[A run of items]
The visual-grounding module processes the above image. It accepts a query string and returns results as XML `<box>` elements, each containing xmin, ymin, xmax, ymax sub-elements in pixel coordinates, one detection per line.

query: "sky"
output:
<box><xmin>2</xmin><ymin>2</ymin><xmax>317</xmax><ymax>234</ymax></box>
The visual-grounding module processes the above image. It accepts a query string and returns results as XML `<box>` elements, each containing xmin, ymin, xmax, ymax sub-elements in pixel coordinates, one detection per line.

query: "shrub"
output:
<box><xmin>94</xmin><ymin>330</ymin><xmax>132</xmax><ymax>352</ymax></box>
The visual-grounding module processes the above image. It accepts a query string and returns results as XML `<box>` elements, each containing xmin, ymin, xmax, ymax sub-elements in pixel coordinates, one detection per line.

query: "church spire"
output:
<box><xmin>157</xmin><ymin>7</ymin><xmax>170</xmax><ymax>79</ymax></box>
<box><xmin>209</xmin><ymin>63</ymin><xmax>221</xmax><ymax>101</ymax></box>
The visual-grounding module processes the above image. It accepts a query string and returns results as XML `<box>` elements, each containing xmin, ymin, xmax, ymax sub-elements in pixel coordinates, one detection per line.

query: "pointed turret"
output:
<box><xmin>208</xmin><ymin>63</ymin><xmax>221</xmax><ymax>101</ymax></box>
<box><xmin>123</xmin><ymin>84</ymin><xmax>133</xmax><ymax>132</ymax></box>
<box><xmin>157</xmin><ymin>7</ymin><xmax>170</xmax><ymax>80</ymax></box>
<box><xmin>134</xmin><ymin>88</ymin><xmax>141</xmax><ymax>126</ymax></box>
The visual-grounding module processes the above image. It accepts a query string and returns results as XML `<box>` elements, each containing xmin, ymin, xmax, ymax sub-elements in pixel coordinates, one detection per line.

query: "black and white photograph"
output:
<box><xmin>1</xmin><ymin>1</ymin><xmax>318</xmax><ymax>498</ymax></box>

■ EXERCISE DESCRIPTION:
Can you render every item above as a two-column CSV with the headers item_text and answer, one row per item, with each field in double quotes and line breaks replaced by spaces?

■ RESPONSE TO THIS EXERCISE:
item_text,answer
"The visual-grounding module processes the above image. It accepts a query string and returns results as XML `<box>` elements, each containing xmin, ymin, xmax, ymax sub-elements in pixel coordinates, one detection per line. query: ""sky"" output:","<box><xmin>2</xmin><ymin>2</ymin><xmax>317</xmax><ymax>234</ymax></box>"
"The visual-grounding module processes the above image. It accepts a query string and returns results as XML `<box>` elements, each containing xmin, ymin, xmax, ymax sub-elements in pixel coordinates, one detection per line. query: ""shrub"" output:","<box><xmin>94</xmin><ymin>330</ymin><xmax>132</xmax><ymax>352</ymax></box>"
"The visual-grounding module processes the above image. It accepts a query string and returns results as XML `<box>` elements, each containing xmin, ymin, xmax, ymax sub-elements in pixel coordinates, one detection per line. query: ""church spire"" output:","<box><xmin>157</xmin><ymin>7</ymin><xmax>170</xmax><ymax>79</ymax></box> <box><xmin>209</xmin><ymin>63</ymin><xmax>221</xmax><ymax>101</ymax></box>"
"The visual-grounding module processes the above image. It accepts a query string and returns results as XML `<box>` elements, each containing xmin, ymin, xmax, ymax sub-elements in pixel coordinates, one detection per line. query: ""pointed turret"" output:","<box><xmin>208</xmin><ymin>63</ymin><xmax>221</xmax><ymax>101</ymax></box> <box><xmin>123</xmin><ymin>84</ymin><xmax>133</xmax><ymax>132</ymax></box> <box><xmin>157</xmin><ymin>7</ymin><xmax>170</xmax><ymax>80</ymax></box> <box><xmin>134</xmin><ymin>88</ymin><xmax>141</xmax><ymax>126</ymax></box>"
"The visual-grounding module processes the above image. It accepts a query string and returns results as XML `<box>` elements, each containing xmin, ymin, xmax, ymax sub-elements in pixel coordinates, one detection per line. query: ""black and white photograph"" output:","<box><xmin>1</xmin><ymin>1</ymin><xmax>318</xmax><ymax>498</ymax></box>"